Linux: Staircase Performance Improvements

Submitted by Jeremy
on July 1, 2004 - 5:15am

Con Kolivas [interview] released on updated version of his staircase CPU scheduler [story]. Con explains [blog], "Version 7.7 was nice and stable but probably underperformed about 4 minor versions before it. The stability was necessary, though, because a whole swag of little annoying starvation issues made it into 7.4. This version adds a few more planned features, and has improved the performance substantially, and improved the fairness of the non-interactive and computational scheduler settings."

The scheduler is available as a patch against the 2.6.7 stable Linux kernel [story], as well as within Con's performance enhancing -ck patchset [story]. Regular users of this CPU scheduler or patchset will also be interested in the newly formed ck mailing list. Read on for more information about the updated scheduler.


From: Con Kolivas [email blocked]
To: linux kernel mailing list [email blocked]
Subject: [PATCH] Staircase scheduler v7.8
Date: 	Wed, 30 Jun 2004 22:40:48 +1000

-----BEGIN PGP SIGNED MESSAGE-----
Hash: SHA1

This is a scheduler policy rewrite designed to be interactive by design
without tweaks or tuning and be lean and extensible for all sorts of
settings. (see previous announcements for more detail).


Patches (including incrementals from previous versions) against 2.6.7
can be downloaded from:
http://ck.kolivas.org/patches/2.6/2.6.7

For those with -ck kernels, the ck patchset was updated to 2.6.7-ck4
with no other changes to remain in sync with the staircase scheduler:
http://kernel.kolivas.org


Version 7.7 proved to be very stable so this version introduces some
planned improvements. So far no issues have shown up in testing, and
performance appears better.


Changes:
- - Yield logic made robust. Tasks that yield go after everything else,
but once scheduled are seen as their normal priority - lots of
applications use yield and this makes them behave a lot better.
- - Uninterruptible sleep has no effect on burst during interactive mode -
this improves the responsiveness under I/O load
- - The 'non-interactive' and 'compute' mode is now much stricter about
cpu distribution
- - Code cleanups


Patch not attached for brevity of email size.
7 files changed, 283 insertions(+), 610 deletions(-)
Signed-off-by: Con Kolivas [email blocked]

Comments, questions, patches and testing welcome,
Con

-----BEGIN PGP SIGNATURE-----
Version: GnuPG v1.2.4 (GNU/Linux)
Comment: Using GnuPG with Thunderbird - http://enigmail.mozdev.org

iD8DBQFA4rTQZUg7+tp6mRURAi+tAJ9ZvacG1YlZPqLZP2qkwx1L3lTGGgCgkvkE
ekatU5O6OGH7r7Y8ID42SUE=
=HVc4
-----END PGP SIGNATURE-----

Related Links:

Performance measurements?

> **Actions to take**
(1) In the staircase scheduler article, which version was the ck patchset updated to?
(2) Write the next part of the staircase scheduler article, starting after its final line.
The material that comes next is separate from the staircase scheduler article.

> **A block of data**
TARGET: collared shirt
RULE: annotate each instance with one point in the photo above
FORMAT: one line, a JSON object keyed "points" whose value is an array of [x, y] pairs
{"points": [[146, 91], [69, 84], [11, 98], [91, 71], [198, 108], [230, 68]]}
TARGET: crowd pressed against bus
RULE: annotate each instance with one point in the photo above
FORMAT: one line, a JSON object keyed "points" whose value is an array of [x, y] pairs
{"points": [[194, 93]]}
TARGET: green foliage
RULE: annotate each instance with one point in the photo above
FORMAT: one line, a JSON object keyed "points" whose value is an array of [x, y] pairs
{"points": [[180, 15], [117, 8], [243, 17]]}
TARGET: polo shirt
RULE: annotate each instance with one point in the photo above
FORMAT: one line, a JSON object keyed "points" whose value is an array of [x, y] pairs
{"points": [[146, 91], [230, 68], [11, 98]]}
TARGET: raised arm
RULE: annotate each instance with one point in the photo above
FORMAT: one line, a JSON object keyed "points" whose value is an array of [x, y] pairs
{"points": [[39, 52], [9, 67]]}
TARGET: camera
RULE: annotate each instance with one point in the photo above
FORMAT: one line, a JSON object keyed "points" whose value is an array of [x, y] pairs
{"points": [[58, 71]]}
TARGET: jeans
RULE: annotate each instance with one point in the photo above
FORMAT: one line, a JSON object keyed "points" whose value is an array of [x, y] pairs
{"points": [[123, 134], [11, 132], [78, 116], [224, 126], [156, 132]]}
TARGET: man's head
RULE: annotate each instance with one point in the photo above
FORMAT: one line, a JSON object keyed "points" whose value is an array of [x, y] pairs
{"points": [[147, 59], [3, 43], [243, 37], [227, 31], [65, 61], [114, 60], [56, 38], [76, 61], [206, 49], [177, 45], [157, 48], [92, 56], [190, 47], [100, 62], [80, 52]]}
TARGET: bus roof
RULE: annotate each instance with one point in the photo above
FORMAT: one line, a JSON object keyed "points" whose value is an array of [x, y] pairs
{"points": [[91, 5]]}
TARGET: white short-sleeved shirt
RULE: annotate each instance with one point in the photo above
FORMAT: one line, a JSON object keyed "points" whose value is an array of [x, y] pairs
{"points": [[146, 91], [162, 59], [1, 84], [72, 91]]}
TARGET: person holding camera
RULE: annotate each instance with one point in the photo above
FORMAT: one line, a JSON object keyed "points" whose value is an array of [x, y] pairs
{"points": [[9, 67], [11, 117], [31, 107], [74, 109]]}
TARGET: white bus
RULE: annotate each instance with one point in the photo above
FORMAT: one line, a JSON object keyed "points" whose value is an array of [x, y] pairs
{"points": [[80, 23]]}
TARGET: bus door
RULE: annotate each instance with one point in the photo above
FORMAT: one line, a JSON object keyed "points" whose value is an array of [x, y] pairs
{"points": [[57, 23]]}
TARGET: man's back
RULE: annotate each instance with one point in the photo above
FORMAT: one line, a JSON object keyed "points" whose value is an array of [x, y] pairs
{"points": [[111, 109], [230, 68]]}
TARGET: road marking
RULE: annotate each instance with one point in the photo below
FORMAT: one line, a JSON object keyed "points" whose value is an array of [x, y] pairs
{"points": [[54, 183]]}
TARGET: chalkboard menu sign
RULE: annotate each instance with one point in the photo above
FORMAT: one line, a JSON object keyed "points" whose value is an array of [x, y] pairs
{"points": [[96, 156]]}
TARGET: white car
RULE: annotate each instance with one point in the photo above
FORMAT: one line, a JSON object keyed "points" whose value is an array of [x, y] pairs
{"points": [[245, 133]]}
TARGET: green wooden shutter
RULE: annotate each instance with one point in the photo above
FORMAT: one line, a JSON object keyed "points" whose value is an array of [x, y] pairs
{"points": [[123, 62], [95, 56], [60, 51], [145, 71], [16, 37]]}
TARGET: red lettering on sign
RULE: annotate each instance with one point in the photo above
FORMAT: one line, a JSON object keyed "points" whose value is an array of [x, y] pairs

> **Answer list**
(1) 2.6.7-ck4

(2)
tholti
on
July 1, 2004 - 5:50am

Hi Con,
how do evaluate performance? Are there any testcases like contest or similar? In particular how do you test the non-interactive and computational scheduler performance and the I/O-throughput (IIRC there were some I/O problems with the first ck's for the 2.4.x series).
Thx for your work!
Cheers,
Thorsten

Choice of measurements

Con Kolivas
on
July 1, 2004 - 6:03am

There are two different performance metrics I was interested in; cpu throughput and scalability as measured by the regular benchmarks, and the good old fashioned try it on your desktop and see how fast/smooth it is.

The throughput benchmarks show equivalent or better than mainline even in the fully interactive mode, and some (like hackbench) show marked improvements in latency and potential for scalability. The gains in compute mode are substantial for cpu intensive tasks. I have been repeatedly testing them using the osdl resources and all the benchmarks are publicly available http://www.osdl.org .

As for the interactive feel, the design of the staircase scheduler is not actually "tweakable" like that of pretty much all other schedulers, and I've been looking for bugs in the way the scheduler works and fixing them along the way. These changes I have had a swag of people testing for me and found significant gains going from 7.7 to 7.8.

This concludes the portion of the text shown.